Saturday, June 15, 2013

Social Justice in the USA


I have been reading the writings of Henry A. Giroux. I am disgusted with American politics. I experience horrified anxiety, the far enemy compassion.

Just to take one quote:

"The neoliberal policies funded by the new financial elite cut funding for programs such as Head Start, eliminate breakfast programs for poor children and portray people on food stamps as freeloaders. The latter baseless insult is particularly vicious since the Supplemental Nutrition Assistance Program (SNAP) is crucial for low-income children living in extreme poverty because it "greatly reduce[s] food insecurity . . . which, in turn, greatly enhances their chances of doing well in school and growing up to be successful, productive adults."

(Giroux cites a Krugman article for the quote.)

Johnson's war on poverty has turned into a war on the poor. In this climate nobody is surprised by the idea of a coming civil war. When you hear things like the military has bought up a bunch of ammunition. I have friends who think civil war is inevitable. They are arming themselves against the upcoming civil war.

Giroux writes, "As public visions fall into disrepair, the concept of the public good is eradicated in favor of the narrow, private orbits of self-interest and individual happiness, characterized by an endless search for instant gratification, consumer goods and quick profits."

Data provided:

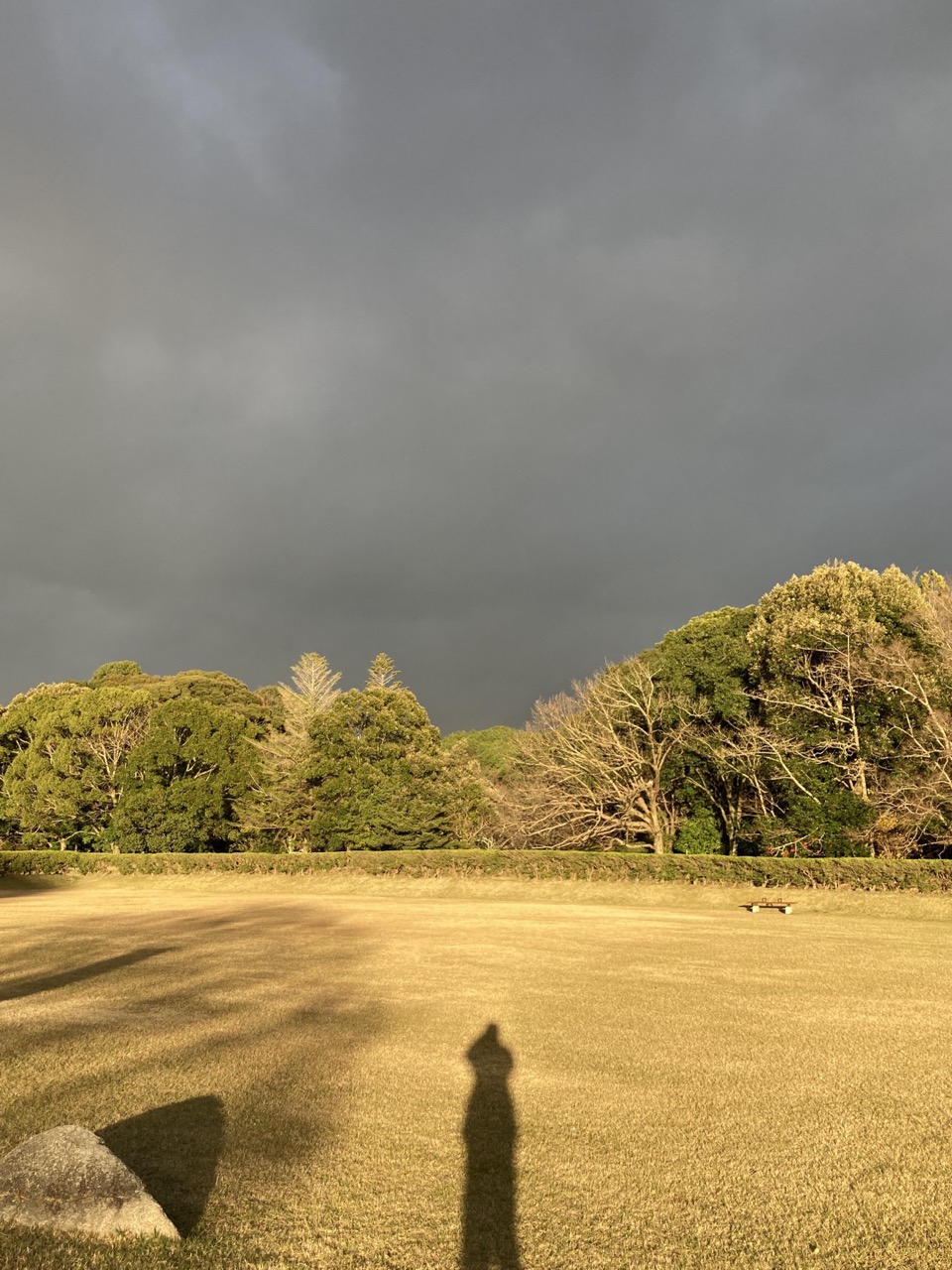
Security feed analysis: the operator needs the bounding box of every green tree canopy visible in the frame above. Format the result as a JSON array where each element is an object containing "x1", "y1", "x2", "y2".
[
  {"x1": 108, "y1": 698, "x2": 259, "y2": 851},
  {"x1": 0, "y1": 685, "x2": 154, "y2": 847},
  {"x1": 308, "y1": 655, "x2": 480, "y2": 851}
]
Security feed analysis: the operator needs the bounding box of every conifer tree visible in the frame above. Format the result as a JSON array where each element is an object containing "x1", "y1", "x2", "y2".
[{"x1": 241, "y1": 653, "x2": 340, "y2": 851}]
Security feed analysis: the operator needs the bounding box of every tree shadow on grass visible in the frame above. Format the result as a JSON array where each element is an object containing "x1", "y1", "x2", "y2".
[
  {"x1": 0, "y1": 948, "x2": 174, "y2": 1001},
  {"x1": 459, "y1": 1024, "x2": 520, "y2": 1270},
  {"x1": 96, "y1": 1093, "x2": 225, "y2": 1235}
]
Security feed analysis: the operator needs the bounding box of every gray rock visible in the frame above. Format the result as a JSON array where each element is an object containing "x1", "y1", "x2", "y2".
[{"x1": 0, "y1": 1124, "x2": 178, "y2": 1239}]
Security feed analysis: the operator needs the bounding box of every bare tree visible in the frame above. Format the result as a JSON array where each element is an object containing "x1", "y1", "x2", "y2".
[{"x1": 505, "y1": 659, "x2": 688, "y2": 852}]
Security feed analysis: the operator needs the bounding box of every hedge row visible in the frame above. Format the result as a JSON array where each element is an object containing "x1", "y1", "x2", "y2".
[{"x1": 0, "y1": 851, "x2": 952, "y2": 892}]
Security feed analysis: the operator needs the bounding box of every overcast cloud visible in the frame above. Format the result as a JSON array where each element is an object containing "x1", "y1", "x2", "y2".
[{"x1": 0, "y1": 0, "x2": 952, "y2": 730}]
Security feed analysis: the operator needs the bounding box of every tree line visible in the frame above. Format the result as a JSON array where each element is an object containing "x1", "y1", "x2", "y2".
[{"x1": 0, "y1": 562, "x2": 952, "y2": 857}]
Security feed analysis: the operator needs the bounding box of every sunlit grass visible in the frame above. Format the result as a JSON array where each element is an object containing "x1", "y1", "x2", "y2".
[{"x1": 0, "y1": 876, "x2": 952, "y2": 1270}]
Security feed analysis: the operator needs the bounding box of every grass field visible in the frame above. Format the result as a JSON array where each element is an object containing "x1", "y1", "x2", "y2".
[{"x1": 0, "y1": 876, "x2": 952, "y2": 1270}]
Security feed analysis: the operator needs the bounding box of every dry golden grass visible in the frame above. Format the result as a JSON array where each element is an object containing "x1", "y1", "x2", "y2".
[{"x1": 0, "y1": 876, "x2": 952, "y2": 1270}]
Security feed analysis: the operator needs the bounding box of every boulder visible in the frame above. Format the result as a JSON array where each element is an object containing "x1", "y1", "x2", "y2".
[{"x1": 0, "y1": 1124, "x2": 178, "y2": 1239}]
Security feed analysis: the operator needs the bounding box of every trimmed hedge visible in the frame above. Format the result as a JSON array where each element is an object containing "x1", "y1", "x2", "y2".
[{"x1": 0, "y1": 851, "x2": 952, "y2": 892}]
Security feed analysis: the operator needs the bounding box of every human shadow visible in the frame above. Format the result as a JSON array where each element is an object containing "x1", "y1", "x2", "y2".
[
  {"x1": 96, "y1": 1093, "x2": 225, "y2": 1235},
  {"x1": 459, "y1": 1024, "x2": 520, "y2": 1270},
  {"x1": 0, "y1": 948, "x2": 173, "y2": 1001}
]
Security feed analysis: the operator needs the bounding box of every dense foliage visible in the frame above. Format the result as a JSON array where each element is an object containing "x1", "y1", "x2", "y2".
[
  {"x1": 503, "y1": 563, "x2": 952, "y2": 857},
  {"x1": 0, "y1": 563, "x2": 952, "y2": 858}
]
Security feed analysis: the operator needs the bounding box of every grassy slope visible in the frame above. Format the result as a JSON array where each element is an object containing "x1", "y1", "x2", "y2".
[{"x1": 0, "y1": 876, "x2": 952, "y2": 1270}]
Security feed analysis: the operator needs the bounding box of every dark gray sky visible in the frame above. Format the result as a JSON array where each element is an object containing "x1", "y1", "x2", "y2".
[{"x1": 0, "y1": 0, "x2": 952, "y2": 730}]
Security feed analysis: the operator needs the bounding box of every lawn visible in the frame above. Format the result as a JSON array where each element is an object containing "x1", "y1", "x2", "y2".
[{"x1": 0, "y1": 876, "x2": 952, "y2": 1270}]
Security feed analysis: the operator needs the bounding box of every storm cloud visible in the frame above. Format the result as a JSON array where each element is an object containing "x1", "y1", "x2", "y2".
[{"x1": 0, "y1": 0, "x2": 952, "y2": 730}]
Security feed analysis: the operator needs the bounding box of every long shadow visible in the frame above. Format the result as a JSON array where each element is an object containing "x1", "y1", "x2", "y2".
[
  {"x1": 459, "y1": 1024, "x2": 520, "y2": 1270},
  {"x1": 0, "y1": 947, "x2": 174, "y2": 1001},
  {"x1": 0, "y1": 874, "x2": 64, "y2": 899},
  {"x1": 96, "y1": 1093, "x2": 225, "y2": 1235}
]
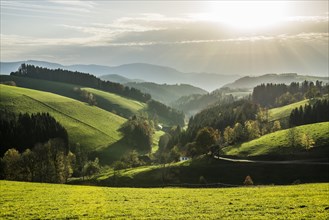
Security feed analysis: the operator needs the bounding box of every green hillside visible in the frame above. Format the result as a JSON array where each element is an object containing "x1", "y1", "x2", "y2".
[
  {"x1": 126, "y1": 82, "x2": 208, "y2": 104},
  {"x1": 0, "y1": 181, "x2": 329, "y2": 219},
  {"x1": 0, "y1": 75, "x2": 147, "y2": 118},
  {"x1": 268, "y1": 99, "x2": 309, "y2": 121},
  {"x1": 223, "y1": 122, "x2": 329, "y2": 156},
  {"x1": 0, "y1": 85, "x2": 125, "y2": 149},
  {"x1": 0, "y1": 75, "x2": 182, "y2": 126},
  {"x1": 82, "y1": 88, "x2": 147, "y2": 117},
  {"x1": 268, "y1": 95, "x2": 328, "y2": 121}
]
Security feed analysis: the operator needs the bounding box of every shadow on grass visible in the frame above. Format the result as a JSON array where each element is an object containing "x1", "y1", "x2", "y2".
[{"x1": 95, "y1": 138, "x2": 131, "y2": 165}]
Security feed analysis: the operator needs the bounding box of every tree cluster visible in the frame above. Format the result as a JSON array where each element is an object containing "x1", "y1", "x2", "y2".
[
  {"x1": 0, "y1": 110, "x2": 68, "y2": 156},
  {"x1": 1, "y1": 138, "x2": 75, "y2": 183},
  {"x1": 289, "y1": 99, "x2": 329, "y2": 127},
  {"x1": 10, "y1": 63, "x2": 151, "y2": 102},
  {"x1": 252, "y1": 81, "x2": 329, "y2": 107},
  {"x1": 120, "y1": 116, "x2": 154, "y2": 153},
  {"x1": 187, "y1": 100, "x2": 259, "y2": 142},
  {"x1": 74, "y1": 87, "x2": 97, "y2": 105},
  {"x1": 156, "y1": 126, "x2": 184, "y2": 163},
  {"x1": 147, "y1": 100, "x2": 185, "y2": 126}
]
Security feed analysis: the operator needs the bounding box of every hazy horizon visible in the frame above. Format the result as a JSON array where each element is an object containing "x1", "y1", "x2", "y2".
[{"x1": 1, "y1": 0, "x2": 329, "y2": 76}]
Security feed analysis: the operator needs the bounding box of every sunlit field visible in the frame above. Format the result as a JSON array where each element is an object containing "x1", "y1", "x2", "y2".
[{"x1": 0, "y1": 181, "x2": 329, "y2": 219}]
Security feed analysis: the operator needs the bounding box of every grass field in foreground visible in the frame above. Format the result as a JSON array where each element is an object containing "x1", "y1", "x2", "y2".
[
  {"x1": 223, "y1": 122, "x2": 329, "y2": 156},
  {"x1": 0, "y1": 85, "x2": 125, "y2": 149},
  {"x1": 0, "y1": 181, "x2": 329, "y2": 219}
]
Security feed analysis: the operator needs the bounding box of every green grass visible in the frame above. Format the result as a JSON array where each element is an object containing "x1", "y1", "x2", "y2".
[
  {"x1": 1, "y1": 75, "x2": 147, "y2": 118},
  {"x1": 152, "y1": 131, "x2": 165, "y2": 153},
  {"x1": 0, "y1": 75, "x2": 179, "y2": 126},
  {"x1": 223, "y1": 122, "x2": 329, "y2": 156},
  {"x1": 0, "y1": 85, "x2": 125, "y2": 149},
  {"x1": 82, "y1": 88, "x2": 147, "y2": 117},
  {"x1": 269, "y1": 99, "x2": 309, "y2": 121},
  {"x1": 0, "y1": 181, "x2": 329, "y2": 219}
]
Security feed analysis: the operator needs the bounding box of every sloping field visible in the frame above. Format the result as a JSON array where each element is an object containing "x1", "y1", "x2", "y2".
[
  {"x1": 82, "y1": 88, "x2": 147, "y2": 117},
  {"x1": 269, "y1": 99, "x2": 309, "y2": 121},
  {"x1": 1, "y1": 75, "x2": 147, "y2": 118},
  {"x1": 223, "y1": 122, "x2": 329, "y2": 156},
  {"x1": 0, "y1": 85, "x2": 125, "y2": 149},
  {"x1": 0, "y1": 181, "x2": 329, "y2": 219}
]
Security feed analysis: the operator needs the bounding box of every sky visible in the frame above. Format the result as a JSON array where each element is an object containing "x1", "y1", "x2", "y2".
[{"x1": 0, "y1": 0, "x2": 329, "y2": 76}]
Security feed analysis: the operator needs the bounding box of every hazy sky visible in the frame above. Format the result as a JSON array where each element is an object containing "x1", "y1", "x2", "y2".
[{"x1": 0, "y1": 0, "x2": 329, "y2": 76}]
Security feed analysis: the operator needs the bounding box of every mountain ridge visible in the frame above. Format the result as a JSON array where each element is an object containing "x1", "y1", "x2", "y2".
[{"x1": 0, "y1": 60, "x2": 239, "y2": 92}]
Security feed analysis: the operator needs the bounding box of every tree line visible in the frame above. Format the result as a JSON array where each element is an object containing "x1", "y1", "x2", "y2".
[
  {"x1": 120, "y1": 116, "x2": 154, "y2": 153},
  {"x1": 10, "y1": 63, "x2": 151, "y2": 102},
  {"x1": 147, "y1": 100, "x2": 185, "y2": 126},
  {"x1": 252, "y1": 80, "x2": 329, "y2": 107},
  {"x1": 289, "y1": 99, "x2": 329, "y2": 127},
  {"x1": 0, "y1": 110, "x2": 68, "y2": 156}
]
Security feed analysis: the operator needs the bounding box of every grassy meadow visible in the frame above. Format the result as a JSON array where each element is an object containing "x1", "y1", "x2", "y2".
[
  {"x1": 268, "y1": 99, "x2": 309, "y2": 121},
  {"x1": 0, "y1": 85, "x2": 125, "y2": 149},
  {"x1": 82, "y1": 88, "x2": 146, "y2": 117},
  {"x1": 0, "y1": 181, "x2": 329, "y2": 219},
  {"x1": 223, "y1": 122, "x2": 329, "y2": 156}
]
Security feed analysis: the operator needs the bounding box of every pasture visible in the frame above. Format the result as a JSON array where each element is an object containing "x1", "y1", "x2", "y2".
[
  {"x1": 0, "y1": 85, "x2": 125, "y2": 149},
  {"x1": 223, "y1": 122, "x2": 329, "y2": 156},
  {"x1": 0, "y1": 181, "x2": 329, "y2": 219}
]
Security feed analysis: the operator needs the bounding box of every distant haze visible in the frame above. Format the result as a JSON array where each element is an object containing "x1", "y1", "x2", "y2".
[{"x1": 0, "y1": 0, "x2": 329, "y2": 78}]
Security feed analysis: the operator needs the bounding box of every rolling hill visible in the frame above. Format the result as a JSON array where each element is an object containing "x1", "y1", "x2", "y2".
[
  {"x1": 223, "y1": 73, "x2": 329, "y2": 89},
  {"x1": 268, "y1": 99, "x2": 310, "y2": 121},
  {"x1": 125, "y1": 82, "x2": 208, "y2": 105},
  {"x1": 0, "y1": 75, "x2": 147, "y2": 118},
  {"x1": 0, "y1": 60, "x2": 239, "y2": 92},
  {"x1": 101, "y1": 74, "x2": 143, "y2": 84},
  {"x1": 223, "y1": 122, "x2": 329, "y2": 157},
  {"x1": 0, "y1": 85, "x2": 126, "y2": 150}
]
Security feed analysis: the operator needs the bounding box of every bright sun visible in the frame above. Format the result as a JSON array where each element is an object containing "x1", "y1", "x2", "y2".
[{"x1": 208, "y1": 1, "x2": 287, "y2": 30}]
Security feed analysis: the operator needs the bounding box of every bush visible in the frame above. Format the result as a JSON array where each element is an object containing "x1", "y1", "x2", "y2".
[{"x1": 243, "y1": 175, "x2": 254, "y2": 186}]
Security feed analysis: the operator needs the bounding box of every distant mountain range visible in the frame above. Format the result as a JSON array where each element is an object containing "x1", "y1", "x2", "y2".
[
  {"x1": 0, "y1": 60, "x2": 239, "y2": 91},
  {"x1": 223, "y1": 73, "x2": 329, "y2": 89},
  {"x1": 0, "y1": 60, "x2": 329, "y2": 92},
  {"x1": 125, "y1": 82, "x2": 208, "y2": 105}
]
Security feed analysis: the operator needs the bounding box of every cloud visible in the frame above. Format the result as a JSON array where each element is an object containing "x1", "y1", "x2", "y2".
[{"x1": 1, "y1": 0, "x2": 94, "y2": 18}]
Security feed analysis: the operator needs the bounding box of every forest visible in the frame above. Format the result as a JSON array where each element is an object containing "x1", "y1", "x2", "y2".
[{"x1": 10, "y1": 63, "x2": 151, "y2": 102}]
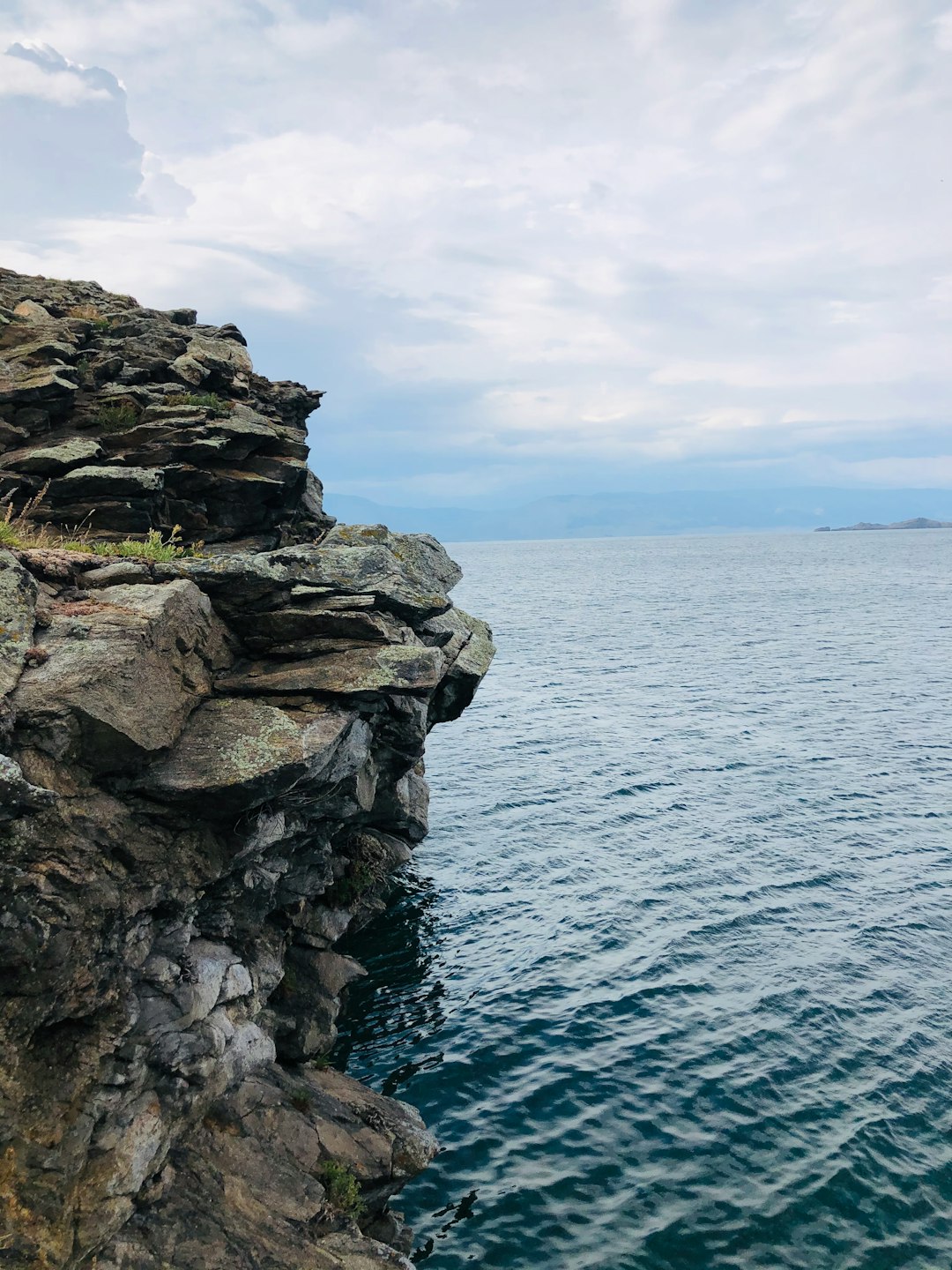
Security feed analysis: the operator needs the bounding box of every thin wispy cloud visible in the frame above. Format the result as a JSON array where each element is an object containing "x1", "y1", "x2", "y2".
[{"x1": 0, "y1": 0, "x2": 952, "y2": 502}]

Problem 1: In the social justice post, which program is called crucial for low-income children living in extreme poverty?
Problem 2: Carry the social justice post forward from its final sentence.
The items have no connection to the social justice post.

Output 1: The Supplemental Nutrition Assistance Program (SNAP).

Output 2:
Non-violence is a key commitment in Buddhism. Violence tells one they have left the path. People are ill when they move towards samsara. We've lost a sense of interconnectivity, which is a force that counters isolation. We've lost a sense of spirituality that asks us to reach for more than instant gratification.

There is a temptation to turn away from what is happening; The social injustice, the politics of hate and hurtfulness, the pushing of people into precariousness, blaming the victim, the cultivation of fear and isolation.

Giroux suggests the appropriate response is more strenuous activism and advocacy. I think Occupy Wall Street is the the tip of potential for what we can do. I think there is an Arab Spring coming, and I hope it's non-violent. Social justice actions counter the dispair, isolation and lack of compassion.

I wish what Chesar Chavez said was true:

"Once social change begins, it cannot be reversed. You cannot uneducate the person who has learned to read. You cannot humiliate the person who feels pride. And you cannot oppress the people who are not afraid anymore."

But I fear we lose focus. I've lost focus with meditation and vegetarianism. I forget what I have read in The Sexual Politics of Meat: A Feminist-vegetarian Critical Theory, 20th Anniversary Edition.

I'm listening to The Omnivore's Dilemma: A Natural History of Four Meals. and I am aghast at what has happened to America.



I'm looking into Barbara Kingsolver's solution, Animal, Vegetable, Miracle: A Year of Food Life. Even if we've lost the activism of the Vietnam era, we still have the power of the consumer. An educated consumer that rejects "food science" that processes the nutrition out of whole foods, is one small positive step.

Buying food at your local famer's market helps us to wipe the carbon stench off our "organic" vegetables from the factory farms in California, and support local farmers.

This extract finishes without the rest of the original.